## [Text extract]

If you occasionally ask the customer in-app "how was your service today?" with a simple thumbs up/down option, and you associate the order's rating with the barista behind the counter, you can get a good metric on their interaction with customers. You'd probably want to use the median and not the mean in order to remove any outliers.
One of my general problems with tipping is that I have to tip before someone makes the drink. Then end up with burned coffee I tipped for. This feels the same.
If the customer ordered via the POS, it will be shown on the next visit, if they sign in with their phone number (which is used to save your order history for easy reordering).
I had a shop too once (print, Germany, sold it after a few years) and know people owning restaurants. As far as I'm concerned, you are supposed to get your feedback from the "meta data" of your business, not involve the individual customers my making them work. Which is very unlikely to give you true and/or good data anyway. It's like asking people for what they want as "market research", which just shows a lack of understanding of how brains work and way too much believe in the rational mind theory.
You seem to have created the anti-human coffee shop.
You don't need my number to sell me coffee. Asking for it is an invasion of my privacy. If you insist on an awards program of some kind, it already exists in it's ultimate form, the stamp card.
Customers should not be tasked with evaluating employees. They have no expertise in the matter.

## [Tasks to perform]
A. Transcribe the coffee shop comments word for word, starting at "One of my general" and ending at "rational mind theory.".
B. Resume the coffee shop comments with new text that follows on from their last sentence.

Region annotation entries:

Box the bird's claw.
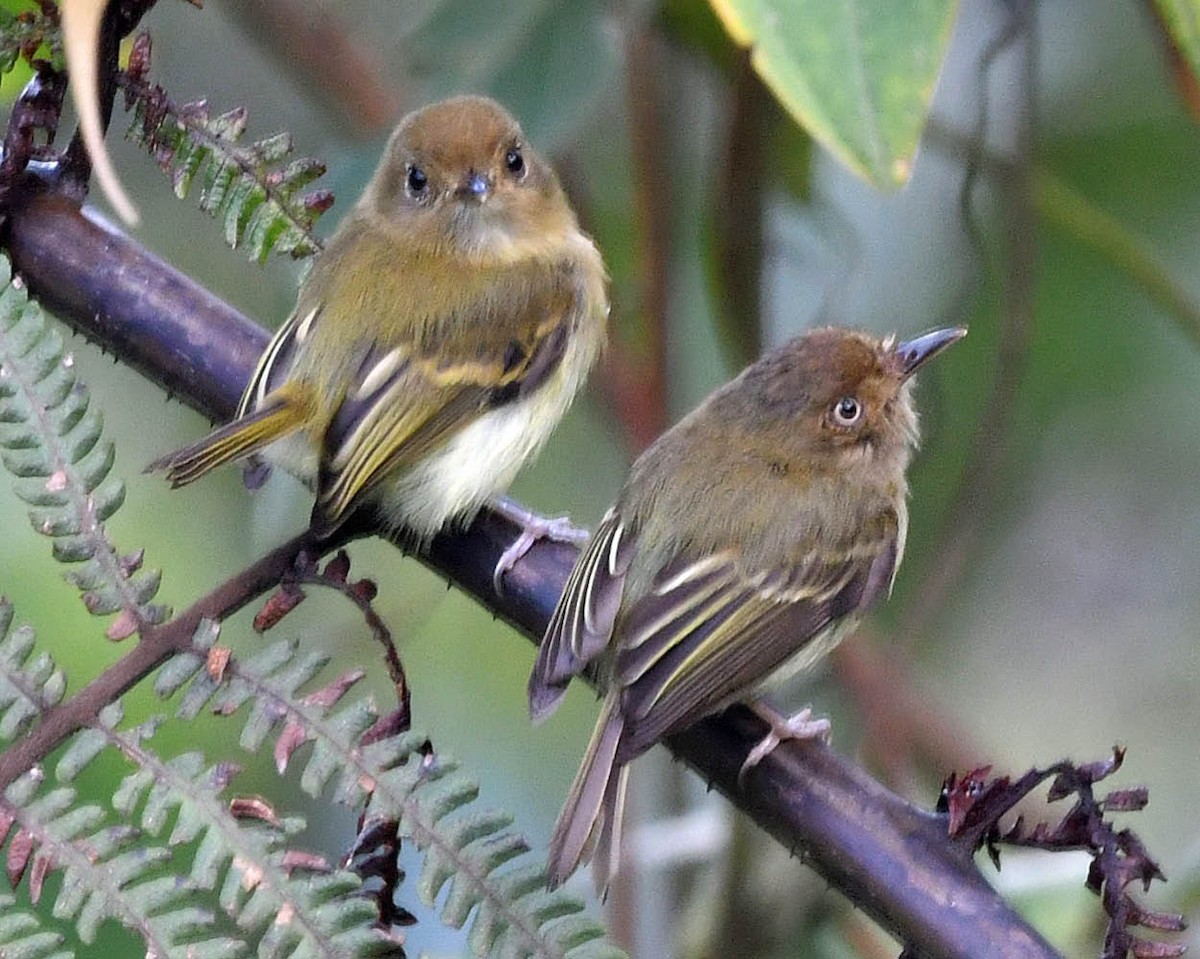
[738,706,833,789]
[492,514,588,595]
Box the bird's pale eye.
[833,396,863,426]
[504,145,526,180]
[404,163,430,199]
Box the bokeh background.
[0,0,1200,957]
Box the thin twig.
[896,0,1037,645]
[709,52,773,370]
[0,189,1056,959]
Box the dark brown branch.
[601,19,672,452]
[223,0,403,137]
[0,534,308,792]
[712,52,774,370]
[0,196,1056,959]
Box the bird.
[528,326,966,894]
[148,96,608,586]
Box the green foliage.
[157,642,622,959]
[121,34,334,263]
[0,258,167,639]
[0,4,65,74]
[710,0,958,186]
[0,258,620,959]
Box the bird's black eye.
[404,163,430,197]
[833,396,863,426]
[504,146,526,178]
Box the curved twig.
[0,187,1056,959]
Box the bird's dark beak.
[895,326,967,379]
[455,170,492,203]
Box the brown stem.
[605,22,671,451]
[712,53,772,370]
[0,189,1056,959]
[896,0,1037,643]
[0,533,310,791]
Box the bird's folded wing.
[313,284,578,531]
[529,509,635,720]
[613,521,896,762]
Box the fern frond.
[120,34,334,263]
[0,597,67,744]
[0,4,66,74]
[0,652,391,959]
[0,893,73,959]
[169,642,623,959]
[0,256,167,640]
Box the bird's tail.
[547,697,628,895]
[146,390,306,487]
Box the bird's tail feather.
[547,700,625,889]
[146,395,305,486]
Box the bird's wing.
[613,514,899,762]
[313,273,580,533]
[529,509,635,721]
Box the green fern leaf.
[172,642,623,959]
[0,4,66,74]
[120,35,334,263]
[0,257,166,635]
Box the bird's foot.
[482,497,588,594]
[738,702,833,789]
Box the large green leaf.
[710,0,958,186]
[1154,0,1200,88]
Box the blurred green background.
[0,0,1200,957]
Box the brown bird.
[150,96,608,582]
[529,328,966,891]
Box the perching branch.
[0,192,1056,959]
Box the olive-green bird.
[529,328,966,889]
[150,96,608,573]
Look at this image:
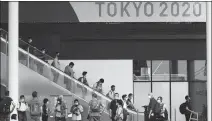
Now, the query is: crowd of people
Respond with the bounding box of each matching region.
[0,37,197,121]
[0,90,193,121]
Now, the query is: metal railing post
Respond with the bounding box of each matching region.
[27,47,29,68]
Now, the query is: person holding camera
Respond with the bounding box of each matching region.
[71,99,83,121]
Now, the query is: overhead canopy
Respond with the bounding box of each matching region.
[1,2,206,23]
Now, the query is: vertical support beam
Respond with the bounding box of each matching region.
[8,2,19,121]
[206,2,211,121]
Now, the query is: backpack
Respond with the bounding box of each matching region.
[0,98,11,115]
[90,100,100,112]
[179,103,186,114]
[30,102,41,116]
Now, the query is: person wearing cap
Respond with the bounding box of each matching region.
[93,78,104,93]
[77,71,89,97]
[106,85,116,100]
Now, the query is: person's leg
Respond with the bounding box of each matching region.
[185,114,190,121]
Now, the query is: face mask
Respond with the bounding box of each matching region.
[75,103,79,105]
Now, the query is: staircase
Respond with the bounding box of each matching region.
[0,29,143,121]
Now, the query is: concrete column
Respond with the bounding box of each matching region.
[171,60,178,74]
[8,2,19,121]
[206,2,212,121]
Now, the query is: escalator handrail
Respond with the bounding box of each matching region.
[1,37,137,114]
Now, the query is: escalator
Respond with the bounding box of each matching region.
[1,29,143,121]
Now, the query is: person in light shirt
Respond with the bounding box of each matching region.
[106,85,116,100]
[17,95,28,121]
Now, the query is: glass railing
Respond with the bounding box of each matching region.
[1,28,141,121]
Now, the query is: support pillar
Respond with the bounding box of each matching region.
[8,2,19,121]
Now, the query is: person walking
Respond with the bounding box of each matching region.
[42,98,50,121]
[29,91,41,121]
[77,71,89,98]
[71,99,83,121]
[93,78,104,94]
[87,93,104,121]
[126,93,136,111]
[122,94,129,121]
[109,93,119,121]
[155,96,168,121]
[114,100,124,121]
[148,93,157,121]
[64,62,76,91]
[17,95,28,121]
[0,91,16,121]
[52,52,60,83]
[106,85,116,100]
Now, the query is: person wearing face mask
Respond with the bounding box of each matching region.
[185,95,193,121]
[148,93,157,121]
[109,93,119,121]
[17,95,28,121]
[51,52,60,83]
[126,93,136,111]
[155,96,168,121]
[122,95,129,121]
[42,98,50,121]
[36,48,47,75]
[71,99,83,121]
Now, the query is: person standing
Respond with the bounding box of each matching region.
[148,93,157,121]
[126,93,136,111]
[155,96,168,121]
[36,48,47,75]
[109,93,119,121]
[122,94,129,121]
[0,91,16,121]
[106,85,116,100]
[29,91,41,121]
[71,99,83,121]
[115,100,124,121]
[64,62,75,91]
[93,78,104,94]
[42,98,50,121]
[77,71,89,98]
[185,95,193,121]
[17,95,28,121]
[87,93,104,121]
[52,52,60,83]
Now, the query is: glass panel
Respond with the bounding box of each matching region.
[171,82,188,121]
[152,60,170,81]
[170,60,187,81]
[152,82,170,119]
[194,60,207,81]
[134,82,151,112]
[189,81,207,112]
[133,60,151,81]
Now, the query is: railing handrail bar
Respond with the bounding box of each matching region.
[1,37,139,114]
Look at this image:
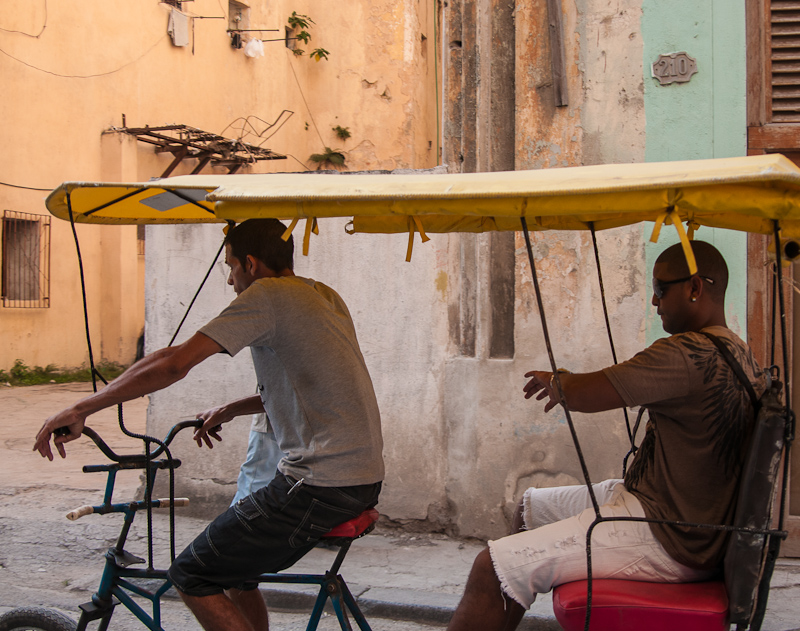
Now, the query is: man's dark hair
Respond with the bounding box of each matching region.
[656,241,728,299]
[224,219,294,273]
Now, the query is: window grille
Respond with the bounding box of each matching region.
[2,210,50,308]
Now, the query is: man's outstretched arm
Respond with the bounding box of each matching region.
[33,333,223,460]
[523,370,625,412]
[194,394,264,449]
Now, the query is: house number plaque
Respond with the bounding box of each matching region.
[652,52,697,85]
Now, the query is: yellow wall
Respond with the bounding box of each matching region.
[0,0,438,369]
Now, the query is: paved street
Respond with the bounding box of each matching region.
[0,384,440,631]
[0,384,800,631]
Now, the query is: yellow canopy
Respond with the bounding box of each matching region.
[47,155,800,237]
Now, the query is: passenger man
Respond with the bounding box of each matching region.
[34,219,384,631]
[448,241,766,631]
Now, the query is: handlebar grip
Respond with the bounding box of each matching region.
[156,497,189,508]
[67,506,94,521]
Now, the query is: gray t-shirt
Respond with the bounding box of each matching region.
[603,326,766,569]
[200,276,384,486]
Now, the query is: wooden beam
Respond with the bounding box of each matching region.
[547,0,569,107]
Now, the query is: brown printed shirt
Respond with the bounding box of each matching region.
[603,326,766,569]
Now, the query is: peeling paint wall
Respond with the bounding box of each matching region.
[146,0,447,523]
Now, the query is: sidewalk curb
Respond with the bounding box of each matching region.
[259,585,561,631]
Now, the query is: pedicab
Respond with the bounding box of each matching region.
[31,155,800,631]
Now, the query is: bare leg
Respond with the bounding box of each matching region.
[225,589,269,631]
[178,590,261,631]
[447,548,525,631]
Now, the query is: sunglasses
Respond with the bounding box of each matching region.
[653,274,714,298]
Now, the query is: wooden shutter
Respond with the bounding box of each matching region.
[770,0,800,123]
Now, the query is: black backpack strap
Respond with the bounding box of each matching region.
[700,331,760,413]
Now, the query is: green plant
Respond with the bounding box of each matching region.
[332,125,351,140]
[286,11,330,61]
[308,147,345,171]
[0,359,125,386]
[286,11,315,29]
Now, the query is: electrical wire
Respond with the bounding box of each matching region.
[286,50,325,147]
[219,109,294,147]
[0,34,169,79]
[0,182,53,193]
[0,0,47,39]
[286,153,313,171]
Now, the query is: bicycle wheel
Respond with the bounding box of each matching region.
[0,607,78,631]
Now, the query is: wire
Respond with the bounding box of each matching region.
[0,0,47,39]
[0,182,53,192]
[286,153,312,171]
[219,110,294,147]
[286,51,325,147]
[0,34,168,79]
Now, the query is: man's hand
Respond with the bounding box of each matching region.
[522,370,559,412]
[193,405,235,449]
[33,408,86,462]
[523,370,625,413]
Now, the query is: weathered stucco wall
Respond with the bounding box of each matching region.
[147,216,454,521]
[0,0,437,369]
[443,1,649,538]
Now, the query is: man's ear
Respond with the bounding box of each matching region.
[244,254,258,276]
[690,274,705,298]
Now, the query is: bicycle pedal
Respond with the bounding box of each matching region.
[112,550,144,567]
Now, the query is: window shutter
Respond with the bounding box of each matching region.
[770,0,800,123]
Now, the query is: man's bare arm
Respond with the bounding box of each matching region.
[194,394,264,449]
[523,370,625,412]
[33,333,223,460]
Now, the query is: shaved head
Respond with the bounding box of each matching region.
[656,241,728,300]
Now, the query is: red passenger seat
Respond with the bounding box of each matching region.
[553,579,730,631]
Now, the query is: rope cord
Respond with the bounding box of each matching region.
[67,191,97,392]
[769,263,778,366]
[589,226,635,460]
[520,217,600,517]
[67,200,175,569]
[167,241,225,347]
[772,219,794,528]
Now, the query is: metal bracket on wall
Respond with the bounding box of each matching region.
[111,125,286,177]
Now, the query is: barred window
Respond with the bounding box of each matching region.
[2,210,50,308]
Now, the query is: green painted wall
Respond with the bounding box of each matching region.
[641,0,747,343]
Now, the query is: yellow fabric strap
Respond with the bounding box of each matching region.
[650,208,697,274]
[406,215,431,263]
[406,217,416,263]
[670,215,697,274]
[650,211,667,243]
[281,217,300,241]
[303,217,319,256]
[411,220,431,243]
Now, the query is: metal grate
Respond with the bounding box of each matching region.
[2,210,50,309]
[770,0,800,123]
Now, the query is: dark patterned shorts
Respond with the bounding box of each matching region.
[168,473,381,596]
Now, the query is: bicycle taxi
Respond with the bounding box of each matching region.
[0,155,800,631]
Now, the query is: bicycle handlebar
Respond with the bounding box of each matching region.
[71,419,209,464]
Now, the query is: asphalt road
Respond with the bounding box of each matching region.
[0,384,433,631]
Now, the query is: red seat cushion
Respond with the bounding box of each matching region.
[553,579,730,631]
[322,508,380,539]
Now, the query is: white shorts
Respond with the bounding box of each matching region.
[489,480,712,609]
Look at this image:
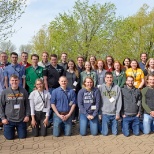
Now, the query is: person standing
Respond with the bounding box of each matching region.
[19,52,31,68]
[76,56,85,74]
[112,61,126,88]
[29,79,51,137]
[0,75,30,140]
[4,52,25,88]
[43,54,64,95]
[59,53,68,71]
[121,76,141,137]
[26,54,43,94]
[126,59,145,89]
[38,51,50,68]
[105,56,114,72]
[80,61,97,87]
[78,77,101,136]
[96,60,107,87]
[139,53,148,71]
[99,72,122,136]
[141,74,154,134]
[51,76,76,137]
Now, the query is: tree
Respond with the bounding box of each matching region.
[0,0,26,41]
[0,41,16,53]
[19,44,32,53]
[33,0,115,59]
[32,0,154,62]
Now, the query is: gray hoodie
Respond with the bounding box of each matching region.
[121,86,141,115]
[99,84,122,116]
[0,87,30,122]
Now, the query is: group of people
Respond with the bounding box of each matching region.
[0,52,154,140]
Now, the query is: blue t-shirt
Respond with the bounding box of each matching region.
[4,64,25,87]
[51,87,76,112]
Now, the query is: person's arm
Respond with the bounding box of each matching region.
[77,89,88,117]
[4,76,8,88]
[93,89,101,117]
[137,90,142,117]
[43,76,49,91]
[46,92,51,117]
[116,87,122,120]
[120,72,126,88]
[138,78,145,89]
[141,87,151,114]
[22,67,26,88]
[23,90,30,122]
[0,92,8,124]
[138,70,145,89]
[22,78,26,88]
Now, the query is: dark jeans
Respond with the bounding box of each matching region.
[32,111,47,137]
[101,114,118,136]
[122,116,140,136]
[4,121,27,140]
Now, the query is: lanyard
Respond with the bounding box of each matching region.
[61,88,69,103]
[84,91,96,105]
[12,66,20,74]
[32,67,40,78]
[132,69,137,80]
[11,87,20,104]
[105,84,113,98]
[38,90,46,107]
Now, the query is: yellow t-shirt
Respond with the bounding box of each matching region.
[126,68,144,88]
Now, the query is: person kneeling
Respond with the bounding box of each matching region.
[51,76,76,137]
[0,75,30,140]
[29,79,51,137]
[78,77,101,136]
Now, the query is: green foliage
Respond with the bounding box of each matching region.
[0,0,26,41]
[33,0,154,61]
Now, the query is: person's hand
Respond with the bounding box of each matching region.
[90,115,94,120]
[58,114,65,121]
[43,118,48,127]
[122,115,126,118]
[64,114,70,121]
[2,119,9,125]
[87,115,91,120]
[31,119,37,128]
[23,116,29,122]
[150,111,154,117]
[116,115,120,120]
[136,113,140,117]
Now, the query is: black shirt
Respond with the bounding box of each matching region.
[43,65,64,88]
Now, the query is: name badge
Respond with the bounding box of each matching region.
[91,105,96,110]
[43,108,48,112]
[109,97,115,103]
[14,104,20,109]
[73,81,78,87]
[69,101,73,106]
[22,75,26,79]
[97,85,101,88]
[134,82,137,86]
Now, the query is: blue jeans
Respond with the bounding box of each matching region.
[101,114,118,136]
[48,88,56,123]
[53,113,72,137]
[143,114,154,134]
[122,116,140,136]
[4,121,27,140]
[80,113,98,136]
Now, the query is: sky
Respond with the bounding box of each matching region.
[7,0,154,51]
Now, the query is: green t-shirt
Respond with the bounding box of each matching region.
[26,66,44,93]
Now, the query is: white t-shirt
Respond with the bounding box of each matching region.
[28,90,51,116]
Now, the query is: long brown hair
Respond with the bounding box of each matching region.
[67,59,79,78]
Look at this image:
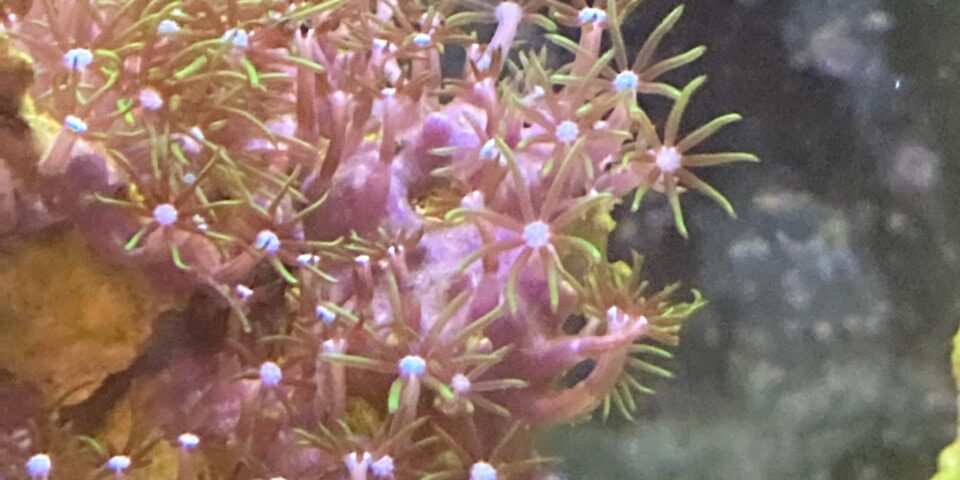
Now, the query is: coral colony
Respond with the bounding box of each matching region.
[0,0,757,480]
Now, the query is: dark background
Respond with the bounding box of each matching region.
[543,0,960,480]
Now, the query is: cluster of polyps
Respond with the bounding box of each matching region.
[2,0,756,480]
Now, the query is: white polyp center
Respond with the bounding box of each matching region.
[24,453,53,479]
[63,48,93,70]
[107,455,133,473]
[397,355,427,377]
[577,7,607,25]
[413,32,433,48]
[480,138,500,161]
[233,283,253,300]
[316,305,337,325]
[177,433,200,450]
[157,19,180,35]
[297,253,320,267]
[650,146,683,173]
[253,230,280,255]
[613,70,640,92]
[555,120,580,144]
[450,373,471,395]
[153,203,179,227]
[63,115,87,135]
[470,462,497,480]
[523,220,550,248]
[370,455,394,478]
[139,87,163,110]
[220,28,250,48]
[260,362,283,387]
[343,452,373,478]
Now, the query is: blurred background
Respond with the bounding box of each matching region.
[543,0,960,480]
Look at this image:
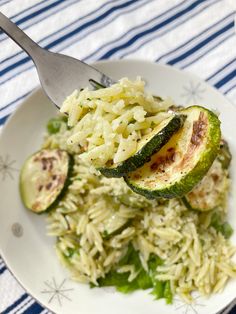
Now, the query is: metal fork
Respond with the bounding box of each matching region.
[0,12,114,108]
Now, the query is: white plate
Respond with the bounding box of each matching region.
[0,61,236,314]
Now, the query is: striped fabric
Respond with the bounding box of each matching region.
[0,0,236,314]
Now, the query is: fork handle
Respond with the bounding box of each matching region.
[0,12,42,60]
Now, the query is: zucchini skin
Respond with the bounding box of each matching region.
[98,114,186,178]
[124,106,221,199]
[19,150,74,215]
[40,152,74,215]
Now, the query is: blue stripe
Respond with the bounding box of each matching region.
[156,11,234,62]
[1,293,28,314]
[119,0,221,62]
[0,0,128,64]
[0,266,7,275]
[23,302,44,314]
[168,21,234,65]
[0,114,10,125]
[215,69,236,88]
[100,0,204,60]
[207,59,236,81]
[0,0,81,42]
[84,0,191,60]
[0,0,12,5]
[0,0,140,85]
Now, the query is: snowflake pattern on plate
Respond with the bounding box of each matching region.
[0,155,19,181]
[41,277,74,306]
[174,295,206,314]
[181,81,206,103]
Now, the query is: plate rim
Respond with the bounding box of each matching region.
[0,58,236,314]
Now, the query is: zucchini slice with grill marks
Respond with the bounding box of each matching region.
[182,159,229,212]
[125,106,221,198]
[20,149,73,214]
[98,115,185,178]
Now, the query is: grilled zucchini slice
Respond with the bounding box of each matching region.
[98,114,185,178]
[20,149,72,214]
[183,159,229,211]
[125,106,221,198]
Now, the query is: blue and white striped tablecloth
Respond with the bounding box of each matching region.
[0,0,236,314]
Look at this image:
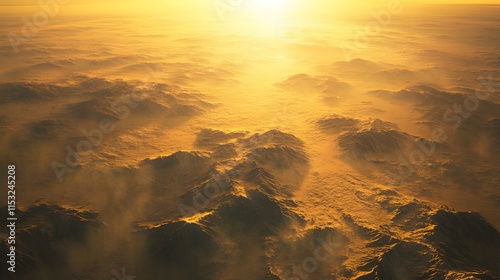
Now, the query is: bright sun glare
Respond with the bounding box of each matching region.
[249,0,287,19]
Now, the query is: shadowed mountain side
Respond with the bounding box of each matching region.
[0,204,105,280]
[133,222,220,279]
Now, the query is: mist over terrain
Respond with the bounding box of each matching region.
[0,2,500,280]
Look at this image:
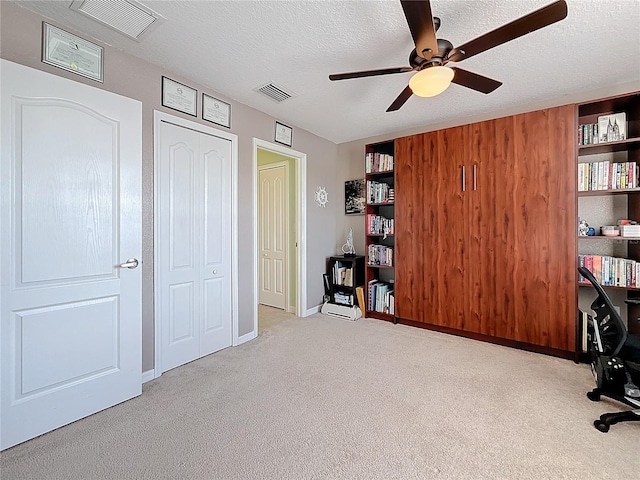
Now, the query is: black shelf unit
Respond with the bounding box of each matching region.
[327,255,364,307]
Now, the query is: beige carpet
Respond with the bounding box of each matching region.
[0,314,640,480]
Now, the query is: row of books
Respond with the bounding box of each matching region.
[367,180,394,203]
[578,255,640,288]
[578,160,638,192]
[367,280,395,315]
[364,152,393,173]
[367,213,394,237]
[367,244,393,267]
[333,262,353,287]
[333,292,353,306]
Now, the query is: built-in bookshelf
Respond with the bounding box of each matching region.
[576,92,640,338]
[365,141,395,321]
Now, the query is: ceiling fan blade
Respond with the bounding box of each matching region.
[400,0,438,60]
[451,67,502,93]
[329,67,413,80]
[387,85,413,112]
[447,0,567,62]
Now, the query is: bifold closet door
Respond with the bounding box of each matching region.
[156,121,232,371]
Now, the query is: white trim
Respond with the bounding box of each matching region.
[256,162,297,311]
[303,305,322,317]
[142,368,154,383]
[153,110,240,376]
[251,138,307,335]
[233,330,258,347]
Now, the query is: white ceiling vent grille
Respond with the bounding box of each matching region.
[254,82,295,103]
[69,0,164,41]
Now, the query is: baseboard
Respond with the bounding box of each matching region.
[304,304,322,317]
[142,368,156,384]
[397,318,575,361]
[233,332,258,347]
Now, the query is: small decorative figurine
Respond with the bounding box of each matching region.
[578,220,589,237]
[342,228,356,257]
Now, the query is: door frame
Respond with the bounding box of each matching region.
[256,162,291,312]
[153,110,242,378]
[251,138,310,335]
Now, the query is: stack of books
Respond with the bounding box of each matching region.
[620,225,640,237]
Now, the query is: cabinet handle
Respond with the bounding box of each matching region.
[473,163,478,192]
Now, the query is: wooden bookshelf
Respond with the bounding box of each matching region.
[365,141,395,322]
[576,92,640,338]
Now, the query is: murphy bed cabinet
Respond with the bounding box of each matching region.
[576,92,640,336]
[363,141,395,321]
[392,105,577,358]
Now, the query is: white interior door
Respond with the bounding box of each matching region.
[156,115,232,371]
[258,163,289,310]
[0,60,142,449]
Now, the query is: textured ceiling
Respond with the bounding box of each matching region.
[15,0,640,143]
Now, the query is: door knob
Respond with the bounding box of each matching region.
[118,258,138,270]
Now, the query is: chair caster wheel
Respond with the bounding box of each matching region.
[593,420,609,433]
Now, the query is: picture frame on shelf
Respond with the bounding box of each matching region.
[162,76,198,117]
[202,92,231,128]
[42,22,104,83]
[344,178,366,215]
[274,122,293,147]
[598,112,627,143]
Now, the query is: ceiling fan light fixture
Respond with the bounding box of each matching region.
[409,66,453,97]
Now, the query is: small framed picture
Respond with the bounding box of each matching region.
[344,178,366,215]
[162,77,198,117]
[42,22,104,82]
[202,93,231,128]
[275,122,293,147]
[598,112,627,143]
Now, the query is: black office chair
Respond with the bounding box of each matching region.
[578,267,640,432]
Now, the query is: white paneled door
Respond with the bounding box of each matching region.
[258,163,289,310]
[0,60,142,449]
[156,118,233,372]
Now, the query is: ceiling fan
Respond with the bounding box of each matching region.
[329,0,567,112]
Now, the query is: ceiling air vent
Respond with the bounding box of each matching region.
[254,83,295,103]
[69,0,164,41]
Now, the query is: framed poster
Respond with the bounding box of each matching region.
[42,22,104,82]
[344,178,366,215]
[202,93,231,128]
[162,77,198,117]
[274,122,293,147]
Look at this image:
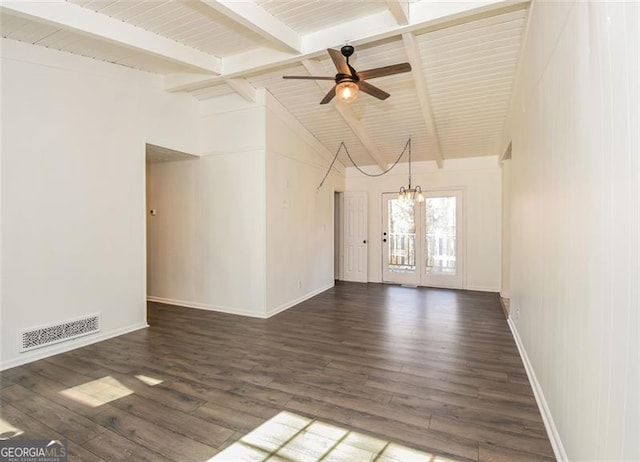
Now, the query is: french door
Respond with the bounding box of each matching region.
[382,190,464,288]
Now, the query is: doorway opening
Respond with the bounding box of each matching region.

## [Task-by-task answers]
A.
One of my general problems with tipping is that I have to tip before someone makes the drink. Then end up with burned coffee I tipped for. This feels the same.
If the customer ordered via the POS, it will be shown on the next visit, if they sign in with their phone number (which is used to save your order history for easy reordering).
I had a shop too once (print, Germany, sold it after a few years) and know people owning restaurants. As far as I'm concerned, you are supposed to get your feedback from the "meta data" of your business, not involve the individual customers my making them work. Which is very unlikely to give you true and/or good data anyway. It's like asking people for what they want as "market research", which just shows a lack of understanding of how brains work and way too much believe in the rational mind theory.

B.
Employees should not have wages effectively stolen from them under the auspices that "good work is rewarded". You know how you reward good work? Raises, profit sharing, more responsibility, benefits programs, you know typical things employers do for employees in a worker centered environment.
All this also assumes anyone uses these systems as intended. I doubt customers will select ratings in any meaningful way and you will have no way to ground truth if they do or not. Nobody will ever care enough to sit through customer interviews to evaluate whether your one question survey is valid or not. Certainly not for a cup of coffee.
Instead of customers having the option to pay extra in the form of tips, you're charging more. By having a review/bonus system, you're still absolving yourself of the responsibility for fairly compensating your staff. You're shifting the burden of evaluating employee performance onto your customer. And you're incentivizing yourself to limit bonuses because that money goes into your pocket.
In the service industry, and especially amongst young people, it's common to pick up a job like this for a few months and make some money, then move on to something else. And that's okay, not everyone wants to make a career out of making coffee. It's still a good formative experience to have, while earning some money, and there's no reason why you shouldn't do it right and get rewarded for it.
But profit sharing won't work for someone that is around for a summer. For instance that person could benefit from any upswing caused by previous employees, but if they don't add a positive contribution to the customer experience themselves, they won't be around for the long-term impact. And if you don't give them an incentive at all for the first few months, then you're back to square one. Or even worse: they could negatively impact the profit sharing of employees that have been around for the long run.
Ultimately, money is a motivator and pretending like it's not does not make tipping go away. The problem with tipping as I see it, is that it masquerades the real cost of doing business.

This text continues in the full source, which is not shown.